▶ **Goal**
Rewrite the items below, beginning at the line that contains "Question. Place a dot on every instance of the mountain slope" and stopping after the line that contains "Question. Place a dot on every instance of the dune crest", with every coordinate in the answers multiplied by 0.3 and rounded to a whole number, halves rounding up. Keep the item text itself unchanged.

▶ **Material shown**
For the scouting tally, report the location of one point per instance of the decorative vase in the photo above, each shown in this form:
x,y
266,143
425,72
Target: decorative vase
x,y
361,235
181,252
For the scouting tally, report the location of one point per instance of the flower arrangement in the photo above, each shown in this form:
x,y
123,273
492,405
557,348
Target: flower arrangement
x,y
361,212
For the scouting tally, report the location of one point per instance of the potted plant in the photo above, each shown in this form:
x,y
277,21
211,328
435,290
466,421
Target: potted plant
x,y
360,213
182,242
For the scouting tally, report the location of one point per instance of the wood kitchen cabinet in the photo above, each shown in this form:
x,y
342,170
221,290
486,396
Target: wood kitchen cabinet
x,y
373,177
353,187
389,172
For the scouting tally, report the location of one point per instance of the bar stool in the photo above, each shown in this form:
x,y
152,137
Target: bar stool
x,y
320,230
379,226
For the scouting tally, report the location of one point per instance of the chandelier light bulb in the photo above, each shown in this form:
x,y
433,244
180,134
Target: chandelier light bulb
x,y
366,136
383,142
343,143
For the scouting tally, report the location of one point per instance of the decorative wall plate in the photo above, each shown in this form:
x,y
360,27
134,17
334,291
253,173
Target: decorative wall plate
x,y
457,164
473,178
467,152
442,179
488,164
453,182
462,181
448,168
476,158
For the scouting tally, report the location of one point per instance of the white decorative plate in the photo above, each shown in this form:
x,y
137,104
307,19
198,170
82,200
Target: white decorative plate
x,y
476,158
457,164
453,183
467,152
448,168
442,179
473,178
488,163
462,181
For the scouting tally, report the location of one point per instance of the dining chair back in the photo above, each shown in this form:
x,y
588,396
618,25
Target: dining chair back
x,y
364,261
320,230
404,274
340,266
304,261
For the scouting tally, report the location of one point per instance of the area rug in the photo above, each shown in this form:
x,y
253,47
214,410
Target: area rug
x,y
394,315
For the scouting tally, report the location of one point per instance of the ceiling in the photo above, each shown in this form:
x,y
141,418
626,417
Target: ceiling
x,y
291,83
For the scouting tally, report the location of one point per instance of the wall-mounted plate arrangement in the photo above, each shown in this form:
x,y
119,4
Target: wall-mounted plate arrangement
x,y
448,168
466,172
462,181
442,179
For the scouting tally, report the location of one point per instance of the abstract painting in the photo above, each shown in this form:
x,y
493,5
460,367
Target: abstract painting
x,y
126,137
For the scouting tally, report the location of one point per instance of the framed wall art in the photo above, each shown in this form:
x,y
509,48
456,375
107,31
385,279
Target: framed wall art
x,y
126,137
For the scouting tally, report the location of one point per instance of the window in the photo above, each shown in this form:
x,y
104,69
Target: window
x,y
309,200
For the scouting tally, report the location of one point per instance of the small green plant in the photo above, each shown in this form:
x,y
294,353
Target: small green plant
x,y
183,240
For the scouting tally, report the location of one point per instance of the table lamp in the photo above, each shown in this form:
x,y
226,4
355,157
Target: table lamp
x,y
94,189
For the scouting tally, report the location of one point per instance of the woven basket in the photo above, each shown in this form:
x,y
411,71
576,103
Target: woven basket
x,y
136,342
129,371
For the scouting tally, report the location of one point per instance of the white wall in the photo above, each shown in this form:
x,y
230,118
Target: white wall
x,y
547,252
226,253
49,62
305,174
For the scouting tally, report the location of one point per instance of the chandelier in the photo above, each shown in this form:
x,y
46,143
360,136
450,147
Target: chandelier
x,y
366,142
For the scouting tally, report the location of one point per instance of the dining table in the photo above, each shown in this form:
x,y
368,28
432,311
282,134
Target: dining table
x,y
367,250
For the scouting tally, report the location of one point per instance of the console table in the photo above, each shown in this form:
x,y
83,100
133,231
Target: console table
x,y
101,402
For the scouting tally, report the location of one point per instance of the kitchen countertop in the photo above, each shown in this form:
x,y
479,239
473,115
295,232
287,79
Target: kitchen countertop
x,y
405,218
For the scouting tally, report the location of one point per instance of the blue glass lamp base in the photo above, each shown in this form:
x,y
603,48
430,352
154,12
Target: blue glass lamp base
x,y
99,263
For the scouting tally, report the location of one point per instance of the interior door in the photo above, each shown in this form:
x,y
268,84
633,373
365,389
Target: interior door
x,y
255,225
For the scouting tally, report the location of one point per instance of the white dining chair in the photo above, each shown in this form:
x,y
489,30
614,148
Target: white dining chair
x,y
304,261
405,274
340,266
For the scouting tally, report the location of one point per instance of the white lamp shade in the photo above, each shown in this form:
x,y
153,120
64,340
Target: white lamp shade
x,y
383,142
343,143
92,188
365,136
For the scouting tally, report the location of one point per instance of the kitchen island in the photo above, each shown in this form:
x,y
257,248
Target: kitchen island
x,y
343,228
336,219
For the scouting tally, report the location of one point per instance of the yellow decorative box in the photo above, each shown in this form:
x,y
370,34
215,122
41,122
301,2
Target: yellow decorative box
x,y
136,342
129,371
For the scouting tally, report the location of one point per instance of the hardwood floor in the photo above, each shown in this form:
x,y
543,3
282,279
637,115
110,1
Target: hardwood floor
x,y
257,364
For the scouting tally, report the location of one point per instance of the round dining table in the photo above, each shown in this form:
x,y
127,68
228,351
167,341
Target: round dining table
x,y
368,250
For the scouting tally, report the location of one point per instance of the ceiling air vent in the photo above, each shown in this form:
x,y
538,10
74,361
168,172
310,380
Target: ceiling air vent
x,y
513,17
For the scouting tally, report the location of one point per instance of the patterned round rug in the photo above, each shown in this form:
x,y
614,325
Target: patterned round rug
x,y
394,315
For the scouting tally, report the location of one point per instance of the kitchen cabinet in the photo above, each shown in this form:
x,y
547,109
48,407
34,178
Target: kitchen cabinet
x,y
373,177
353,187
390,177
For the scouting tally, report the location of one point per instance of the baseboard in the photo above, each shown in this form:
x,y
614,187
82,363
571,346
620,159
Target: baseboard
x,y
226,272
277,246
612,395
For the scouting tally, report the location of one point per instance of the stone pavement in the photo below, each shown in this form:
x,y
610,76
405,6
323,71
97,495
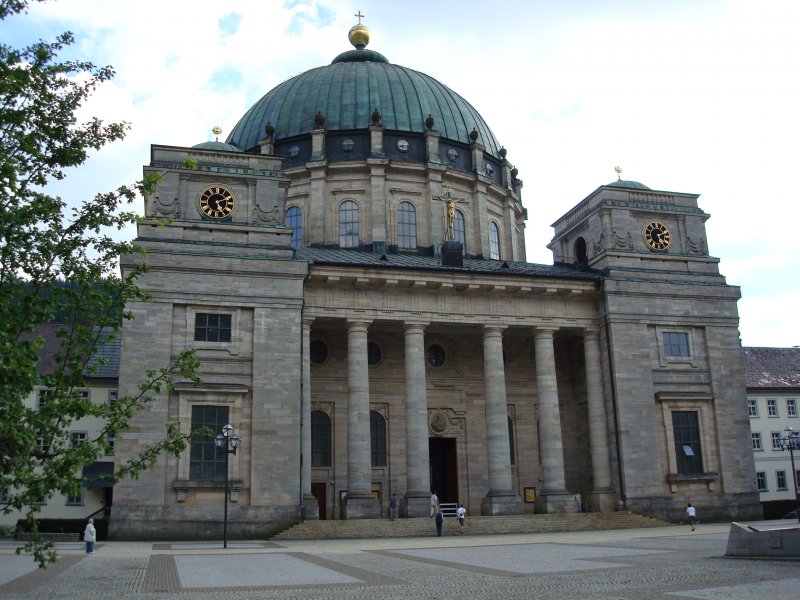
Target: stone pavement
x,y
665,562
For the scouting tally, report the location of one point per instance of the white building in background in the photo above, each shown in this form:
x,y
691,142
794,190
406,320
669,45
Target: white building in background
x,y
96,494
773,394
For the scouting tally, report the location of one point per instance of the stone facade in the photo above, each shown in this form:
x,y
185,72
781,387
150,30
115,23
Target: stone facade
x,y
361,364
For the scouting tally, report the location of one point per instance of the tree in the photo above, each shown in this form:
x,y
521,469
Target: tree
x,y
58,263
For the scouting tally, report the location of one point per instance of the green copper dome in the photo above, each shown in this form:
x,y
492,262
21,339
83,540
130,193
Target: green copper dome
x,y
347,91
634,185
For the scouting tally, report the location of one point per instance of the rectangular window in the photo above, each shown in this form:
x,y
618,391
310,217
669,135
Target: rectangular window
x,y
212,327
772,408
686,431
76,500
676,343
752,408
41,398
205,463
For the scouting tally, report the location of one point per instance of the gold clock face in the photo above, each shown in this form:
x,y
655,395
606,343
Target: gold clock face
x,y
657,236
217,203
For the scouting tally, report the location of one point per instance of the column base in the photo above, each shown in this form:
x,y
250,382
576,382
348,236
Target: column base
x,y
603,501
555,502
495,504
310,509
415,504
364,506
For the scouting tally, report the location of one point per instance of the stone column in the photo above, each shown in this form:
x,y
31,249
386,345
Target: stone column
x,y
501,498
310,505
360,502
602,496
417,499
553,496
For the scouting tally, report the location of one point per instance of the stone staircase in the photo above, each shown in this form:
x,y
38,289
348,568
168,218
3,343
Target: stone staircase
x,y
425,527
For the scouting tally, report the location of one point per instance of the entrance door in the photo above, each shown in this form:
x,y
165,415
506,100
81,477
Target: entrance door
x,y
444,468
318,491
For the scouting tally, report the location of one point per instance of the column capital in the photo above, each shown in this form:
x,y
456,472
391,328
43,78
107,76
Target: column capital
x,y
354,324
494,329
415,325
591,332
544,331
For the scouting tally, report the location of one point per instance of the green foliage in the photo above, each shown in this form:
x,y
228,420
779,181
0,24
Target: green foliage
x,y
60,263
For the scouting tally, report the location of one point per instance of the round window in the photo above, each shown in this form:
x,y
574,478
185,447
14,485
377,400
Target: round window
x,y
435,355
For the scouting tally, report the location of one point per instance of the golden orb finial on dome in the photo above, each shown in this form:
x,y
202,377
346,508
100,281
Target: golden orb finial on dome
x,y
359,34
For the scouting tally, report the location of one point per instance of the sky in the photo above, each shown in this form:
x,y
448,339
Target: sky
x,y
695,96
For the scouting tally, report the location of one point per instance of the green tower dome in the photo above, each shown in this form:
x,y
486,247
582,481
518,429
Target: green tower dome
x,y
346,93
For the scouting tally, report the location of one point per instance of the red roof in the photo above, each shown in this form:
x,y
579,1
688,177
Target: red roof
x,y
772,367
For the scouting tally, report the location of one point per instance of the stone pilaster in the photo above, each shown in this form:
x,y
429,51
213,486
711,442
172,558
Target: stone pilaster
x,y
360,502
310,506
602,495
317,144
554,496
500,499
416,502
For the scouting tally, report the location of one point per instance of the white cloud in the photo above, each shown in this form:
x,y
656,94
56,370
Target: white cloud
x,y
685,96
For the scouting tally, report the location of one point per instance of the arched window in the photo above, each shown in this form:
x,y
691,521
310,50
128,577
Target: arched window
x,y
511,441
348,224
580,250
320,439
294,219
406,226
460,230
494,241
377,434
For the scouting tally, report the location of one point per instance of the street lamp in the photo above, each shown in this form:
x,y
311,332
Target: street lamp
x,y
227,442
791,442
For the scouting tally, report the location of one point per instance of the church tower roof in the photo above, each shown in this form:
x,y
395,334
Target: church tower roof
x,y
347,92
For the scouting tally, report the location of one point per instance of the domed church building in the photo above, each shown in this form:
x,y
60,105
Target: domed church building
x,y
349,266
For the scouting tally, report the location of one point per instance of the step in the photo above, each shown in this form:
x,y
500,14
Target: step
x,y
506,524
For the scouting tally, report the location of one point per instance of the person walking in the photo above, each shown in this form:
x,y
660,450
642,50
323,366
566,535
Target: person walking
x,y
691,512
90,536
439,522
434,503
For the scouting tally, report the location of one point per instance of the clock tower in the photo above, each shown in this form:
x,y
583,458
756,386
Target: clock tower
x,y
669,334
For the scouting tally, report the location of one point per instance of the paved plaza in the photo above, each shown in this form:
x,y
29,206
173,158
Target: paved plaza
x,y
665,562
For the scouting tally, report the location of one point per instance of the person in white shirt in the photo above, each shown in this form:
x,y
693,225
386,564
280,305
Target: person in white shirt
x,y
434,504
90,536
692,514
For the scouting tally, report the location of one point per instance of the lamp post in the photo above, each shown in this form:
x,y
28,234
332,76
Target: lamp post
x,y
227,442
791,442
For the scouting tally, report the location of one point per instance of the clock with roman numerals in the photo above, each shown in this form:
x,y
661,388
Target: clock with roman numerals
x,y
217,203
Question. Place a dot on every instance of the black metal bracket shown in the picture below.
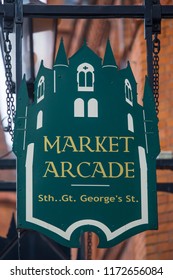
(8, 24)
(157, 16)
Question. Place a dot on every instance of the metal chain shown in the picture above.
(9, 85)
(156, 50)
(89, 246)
* * *
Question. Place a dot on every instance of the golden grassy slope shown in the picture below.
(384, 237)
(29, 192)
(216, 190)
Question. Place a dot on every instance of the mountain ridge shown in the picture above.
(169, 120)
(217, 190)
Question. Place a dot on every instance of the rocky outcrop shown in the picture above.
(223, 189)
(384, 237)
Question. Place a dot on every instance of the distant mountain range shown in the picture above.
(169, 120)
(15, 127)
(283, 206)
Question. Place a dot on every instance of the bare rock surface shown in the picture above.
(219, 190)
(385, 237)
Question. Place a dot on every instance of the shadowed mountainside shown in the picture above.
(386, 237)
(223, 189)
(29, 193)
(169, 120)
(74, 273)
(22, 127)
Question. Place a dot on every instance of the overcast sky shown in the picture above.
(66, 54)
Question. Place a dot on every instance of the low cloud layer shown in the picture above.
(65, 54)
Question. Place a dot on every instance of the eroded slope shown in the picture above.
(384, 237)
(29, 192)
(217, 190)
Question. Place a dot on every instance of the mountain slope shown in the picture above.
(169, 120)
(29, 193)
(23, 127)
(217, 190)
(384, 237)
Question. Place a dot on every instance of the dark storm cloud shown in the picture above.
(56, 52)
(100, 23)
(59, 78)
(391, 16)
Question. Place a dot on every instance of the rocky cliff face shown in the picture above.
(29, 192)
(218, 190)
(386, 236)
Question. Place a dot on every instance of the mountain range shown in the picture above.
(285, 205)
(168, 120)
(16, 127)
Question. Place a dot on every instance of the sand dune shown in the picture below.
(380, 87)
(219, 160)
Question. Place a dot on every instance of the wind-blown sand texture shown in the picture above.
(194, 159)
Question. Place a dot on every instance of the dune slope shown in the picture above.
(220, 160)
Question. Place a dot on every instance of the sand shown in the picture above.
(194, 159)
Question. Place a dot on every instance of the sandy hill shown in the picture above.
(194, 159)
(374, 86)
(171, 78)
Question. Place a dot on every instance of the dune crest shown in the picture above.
* * *
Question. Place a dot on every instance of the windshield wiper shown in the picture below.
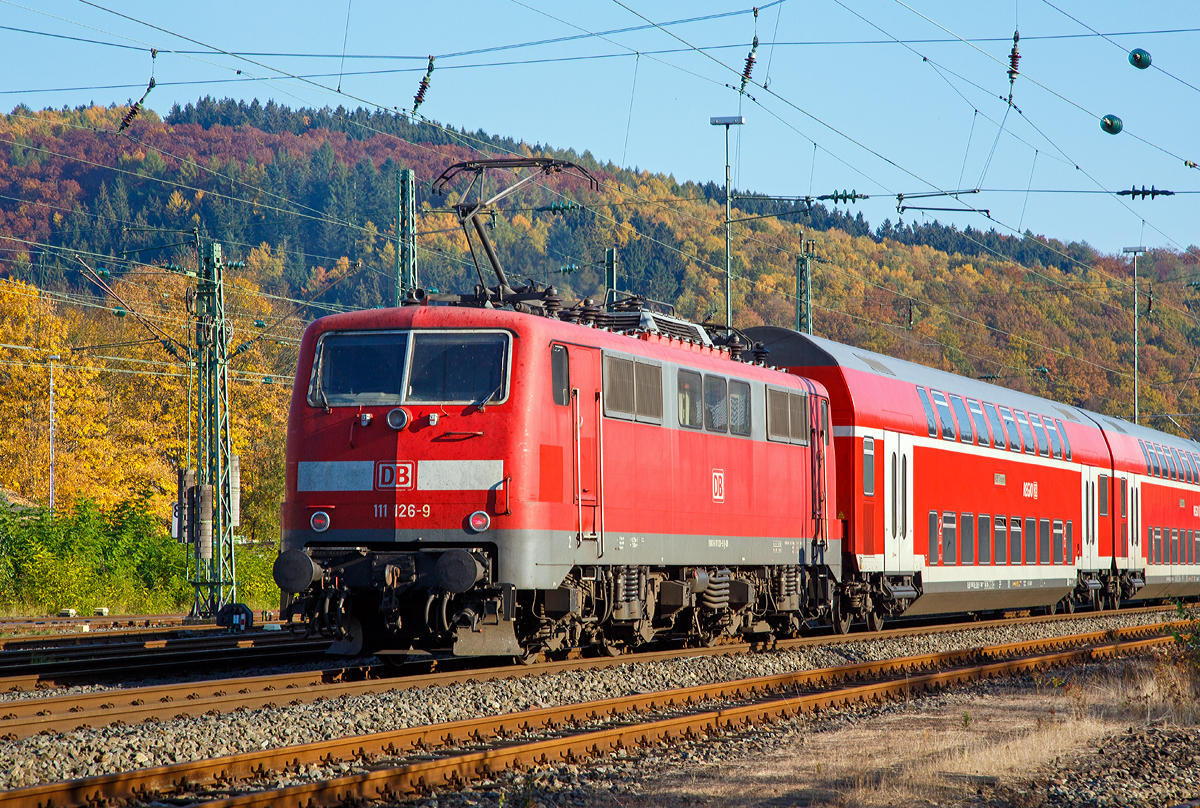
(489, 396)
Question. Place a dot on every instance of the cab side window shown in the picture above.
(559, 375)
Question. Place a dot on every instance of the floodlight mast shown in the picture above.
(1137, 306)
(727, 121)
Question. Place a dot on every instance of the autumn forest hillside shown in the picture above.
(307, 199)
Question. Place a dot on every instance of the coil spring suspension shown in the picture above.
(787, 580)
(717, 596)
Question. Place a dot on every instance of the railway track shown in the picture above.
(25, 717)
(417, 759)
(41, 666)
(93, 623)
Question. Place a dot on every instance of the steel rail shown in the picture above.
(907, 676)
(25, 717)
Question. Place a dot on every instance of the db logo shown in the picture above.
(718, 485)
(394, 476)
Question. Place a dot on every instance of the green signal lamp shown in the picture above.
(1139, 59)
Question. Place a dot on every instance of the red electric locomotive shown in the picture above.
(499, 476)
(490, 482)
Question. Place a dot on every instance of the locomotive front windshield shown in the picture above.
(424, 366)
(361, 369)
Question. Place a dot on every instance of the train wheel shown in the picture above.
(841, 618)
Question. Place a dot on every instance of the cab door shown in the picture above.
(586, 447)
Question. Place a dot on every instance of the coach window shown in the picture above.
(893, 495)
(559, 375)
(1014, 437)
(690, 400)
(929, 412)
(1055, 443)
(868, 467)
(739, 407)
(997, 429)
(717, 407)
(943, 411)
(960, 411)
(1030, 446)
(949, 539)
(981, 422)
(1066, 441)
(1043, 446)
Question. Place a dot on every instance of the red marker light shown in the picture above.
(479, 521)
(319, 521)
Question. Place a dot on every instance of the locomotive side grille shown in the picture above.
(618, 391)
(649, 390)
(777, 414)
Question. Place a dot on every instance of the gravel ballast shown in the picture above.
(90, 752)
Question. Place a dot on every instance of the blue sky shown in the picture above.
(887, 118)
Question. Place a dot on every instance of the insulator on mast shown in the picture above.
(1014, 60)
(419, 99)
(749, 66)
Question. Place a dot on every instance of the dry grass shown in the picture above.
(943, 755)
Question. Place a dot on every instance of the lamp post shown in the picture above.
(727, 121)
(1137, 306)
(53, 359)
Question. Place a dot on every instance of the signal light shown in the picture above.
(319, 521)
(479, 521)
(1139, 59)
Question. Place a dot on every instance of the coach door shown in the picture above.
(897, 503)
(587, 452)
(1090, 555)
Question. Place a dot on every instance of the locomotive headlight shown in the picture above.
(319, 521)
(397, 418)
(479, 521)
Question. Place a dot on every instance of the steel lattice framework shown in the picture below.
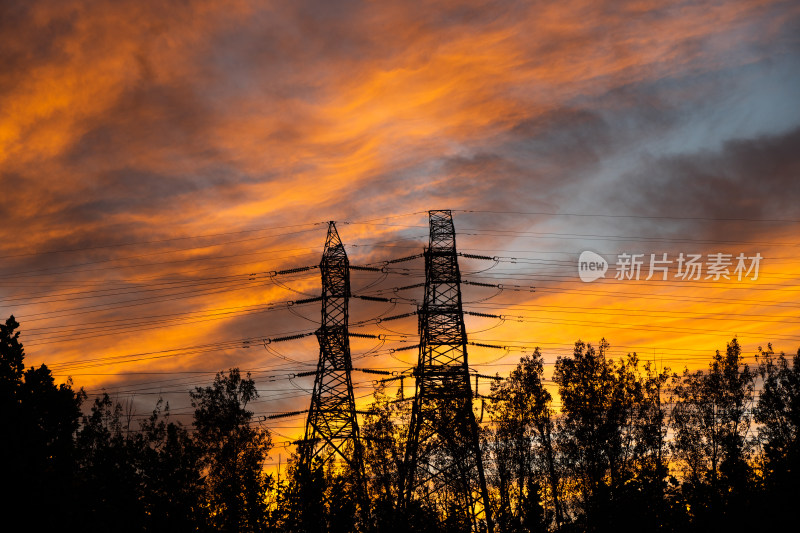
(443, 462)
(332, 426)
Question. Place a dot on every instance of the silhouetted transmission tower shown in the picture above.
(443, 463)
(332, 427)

▶ **Problem solution**
Question. Place a dot on every instance of the mountain slope shown in the picture above.
(51, 36)
(9, 58)
(7, 38)
(65, 57)
(115, 71)
Question. Place a dot on every instance of the dark storm cloud shown in the picture above.
(17, 16)
(30, 7)
(18, 23)
(117, 5)
Question. Place a dot on every instance of the rocky cliff face shown in the picture above.
(9, 58)
(65, 57)
(116, 71)
Question. Place a dot on every instance of the mountain range shown in the picture above.
(86, 62)
(50, 36)
(5, 38)
Question. Place a dot on every instance of the sand dune shown in the picture below.
(114, 26)
(66, 48)
Question. Place a dot on every instance of the wind-blown sand texture shown in the picture above.
(58, 48)
Question. Place a dot on every instance of the dune slope shown in the picture above.
(66, 48)
Question. Place a dot on every instance of the sand shown in the picture above.
(58, 48)
Question. Place a dot on every instance of the sandy hill shown in the picture above.
(58, 48)
(112, 26)
(51, 23)
Question. Place a dot on every instance of the dune crest shown in the picture above.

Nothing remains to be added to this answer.